EXERCISE.
Your reply must contain exactly the lines running from the one with "I'd really appreciate it if you could identify the man in" to the last line of the entries below, both included, and no other lines.

DATA FOR THE TASK.
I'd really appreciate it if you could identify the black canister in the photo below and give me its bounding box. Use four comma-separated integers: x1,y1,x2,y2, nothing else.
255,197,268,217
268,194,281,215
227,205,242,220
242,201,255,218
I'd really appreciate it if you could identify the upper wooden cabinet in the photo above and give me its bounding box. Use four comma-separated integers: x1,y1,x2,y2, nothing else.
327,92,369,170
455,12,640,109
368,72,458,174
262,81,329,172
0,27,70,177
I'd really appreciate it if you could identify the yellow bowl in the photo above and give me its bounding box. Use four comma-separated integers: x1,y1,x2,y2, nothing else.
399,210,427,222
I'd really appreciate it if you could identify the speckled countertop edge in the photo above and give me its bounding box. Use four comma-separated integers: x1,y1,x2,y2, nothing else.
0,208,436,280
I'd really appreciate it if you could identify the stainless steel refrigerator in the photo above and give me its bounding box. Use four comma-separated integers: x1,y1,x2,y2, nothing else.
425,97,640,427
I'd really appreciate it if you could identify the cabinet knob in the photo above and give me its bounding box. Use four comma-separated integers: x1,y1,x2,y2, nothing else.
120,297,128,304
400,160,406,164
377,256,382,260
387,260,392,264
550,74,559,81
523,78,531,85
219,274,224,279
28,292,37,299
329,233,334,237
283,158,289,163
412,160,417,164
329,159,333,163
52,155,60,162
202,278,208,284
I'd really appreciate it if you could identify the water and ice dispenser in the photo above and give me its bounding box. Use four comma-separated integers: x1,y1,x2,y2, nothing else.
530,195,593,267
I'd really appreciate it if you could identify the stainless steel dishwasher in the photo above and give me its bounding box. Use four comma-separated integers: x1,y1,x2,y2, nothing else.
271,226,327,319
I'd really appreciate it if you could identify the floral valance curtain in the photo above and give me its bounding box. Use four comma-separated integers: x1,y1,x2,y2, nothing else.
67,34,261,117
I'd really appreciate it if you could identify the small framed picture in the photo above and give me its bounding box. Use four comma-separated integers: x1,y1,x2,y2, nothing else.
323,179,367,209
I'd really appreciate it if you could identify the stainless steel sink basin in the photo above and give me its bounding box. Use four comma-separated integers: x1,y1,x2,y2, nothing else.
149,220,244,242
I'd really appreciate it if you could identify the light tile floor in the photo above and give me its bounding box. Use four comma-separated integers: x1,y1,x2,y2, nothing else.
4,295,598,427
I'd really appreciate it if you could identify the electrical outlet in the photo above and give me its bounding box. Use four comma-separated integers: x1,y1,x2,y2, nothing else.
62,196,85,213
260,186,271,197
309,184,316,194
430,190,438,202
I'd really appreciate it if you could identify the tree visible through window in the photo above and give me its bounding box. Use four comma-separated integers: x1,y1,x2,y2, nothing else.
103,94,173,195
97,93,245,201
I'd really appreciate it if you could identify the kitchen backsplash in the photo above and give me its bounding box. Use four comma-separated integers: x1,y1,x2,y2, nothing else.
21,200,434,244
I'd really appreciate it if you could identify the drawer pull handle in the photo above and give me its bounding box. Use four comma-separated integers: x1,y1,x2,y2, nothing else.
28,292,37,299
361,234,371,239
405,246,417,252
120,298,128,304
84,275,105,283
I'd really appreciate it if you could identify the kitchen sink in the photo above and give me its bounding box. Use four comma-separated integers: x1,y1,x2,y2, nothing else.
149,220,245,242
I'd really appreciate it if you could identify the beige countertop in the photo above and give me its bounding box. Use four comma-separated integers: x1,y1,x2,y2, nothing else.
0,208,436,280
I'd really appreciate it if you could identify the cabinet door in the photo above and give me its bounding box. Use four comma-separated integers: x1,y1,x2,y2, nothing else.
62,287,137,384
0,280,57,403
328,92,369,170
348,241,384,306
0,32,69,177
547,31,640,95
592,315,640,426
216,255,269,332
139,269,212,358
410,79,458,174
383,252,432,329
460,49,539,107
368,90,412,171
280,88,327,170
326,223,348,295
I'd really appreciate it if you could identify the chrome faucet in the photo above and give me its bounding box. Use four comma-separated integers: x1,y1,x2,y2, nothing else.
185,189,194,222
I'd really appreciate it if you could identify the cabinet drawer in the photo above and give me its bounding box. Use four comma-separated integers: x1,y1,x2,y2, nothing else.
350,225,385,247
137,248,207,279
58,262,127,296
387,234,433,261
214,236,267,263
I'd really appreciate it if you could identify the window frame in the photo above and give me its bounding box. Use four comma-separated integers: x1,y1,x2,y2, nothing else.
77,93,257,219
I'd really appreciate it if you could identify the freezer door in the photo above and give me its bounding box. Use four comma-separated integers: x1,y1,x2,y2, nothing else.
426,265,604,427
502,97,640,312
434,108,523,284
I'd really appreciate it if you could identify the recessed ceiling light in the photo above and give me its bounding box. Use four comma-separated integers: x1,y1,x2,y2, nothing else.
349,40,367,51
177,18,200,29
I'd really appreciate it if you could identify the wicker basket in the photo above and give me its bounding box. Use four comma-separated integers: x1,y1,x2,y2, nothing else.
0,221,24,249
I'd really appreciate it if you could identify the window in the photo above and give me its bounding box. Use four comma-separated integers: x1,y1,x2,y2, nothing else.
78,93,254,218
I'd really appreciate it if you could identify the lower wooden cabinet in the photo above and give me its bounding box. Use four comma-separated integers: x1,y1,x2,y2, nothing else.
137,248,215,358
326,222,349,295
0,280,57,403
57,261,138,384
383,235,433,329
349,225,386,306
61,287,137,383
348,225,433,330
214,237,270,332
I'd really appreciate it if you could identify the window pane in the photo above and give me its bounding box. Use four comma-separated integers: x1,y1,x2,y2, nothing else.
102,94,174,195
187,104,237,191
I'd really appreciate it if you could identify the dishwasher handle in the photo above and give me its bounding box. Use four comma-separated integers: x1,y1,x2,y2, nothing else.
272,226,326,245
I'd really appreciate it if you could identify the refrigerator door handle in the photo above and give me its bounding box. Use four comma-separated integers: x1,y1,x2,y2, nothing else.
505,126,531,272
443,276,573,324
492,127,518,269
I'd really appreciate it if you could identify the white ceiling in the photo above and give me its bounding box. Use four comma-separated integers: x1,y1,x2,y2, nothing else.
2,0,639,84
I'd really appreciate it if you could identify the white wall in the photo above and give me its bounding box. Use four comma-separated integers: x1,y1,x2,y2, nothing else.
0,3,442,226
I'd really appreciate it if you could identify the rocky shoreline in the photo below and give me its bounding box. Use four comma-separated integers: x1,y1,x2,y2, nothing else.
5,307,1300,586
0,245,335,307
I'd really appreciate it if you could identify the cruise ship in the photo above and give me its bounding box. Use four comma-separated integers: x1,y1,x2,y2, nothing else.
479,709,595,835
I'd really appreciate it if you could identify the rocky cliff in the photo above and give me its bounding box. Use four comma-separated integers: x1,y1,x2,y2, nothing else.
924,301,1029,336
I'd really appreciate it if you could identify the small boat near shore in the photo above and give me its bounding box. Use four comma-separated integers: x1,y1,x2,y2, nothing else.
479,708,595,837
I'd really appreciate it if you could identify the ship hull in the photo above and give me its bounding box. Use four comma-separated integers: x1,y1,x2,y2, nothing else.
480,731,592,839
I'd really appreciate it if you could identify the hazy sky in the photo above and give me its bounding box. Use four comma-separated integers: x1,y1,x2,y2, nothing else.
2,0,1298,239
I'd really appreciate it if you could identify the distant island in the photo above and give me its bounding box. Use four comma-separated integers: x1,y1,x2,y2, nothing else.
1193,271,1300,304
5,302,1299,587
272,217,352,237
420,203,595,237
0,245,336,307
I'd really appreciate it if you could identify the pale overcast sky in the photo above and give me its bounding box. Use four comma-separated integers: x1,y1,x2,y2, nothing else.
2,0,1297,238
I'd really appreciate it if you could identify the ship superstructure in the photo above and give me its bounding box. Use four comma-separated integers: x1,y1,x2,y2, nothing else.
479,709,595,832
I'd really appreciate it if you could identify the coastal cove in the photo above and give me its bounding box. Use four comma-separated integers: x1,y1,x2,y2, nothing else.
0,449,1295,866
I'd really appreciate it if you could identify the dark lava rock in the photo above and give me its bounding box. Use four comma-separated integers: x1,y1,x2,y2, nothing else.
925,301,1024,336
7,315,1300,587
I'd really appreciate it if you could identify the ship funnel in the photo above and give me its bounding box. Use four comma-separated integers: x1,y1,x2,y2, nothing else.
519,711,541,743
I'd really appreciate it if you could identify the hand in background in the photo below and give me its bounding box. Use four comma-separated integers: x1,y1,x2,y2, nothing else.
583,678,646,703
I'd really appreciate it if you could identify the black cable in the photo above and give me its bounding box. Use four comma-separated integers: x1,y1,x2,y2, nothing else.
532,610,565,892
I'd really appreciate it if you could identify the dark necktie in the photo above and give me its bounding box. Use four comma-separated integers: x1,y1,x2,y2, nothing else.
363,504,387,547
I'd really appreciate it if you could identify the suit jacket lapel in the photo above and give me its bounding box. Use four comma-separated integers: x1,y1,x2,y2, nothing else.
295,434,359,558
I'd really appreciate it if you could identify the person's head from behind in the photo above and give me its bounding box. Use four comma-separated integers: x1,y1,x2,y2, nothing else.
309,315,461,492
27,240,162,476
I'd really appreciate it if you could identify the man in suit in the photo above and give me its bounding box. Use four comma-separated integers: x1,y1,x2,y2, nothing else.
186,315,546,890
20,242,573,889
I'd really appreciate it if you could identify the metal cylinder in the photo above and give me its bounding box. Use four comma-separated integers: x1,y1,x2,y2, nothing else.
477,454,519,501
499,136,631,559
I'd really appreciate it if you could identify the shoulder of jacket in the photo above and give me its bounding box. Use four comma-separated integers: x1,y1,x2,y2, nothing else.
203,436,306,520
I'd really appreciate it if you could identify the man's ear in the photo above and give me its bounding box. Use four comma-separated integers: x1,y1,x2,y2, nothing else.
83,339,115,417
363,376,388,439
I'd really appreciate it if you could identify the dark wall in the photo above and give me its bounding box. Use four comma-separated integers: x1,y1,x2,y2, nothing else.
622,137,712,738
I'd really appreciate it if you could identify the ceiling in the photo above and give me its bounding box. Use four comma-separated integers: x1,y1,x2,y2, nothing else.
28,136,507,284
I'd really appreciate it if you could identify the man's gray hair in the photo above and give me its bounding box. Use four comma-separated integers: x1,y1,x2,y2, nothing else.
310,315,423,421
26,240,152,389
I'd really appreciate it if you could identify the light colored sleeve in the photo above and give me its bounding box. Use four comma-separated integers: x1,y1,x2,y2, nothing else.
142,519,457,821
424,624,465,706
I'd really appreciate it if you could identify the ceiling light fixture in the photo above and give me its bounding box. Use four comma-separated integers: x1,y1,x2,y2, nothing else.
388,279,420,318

TASK RESPONSE.
I'd really appreciate it if you could identify the man in suit in the photo above and give me its bounding box. Use four comma-separated integers: x1,y1,x2,y2, nothing else.
186,315,546,890
20,242,573,889
I'd really appreciate it if you could identify the metal cylinder in the photo above and give me its bounding box. Use four comma-separated integers: x1,y1,x2,y2, nothing else.
477,454,519,501
499,136,631,559
I'd really appreciate it if you could identify the shoulder of jacket in the photo above and give me its bounding box. Use four comma-separated integers: x1,y1,x2,y2, nothing else.
203,436,306,520
I'd really appreciate it if you could identify the man's ear in the photo above and give me its bounding box. Use four comma-separated integers: x1,y1,x2,y2, nothing else.
83,339,115,417
363,376,388,439
I'd really appreciate it if you could identify the dark wall in the photo above and give me its bounding box. Use four comma-separated integers: x1,y1,x2,y2, nothing else.
622,137,712,738
I'd really appreciate it if you could identify the ceiling in the photo above and give me its bounding box. Use four comma-separated integers: x1,y1,x2,y2, nothing else.
28,136,507,284
I'd really appreciate it if you could identify the man's gray hair in the photo above and give me its bounding box. Use four comma-separated integers: x1,y1,x2,y2, nothing else.
310,315,423,421
26,240,152,389
I'd really appreciate it if you could identify the light colored sleeve in the photo above and give me its bounding box. Use four comma-separated integers: x1,y1,x2,y2, nothing else.
142,519,457,821
424,624,465,706
I'd really appreciate it if you could identify the ceiling light fixture in the photo above and give me its bounding box. Use four comma-separated integers: x1,y1,x2,y2, nothing else.
388,279,420,318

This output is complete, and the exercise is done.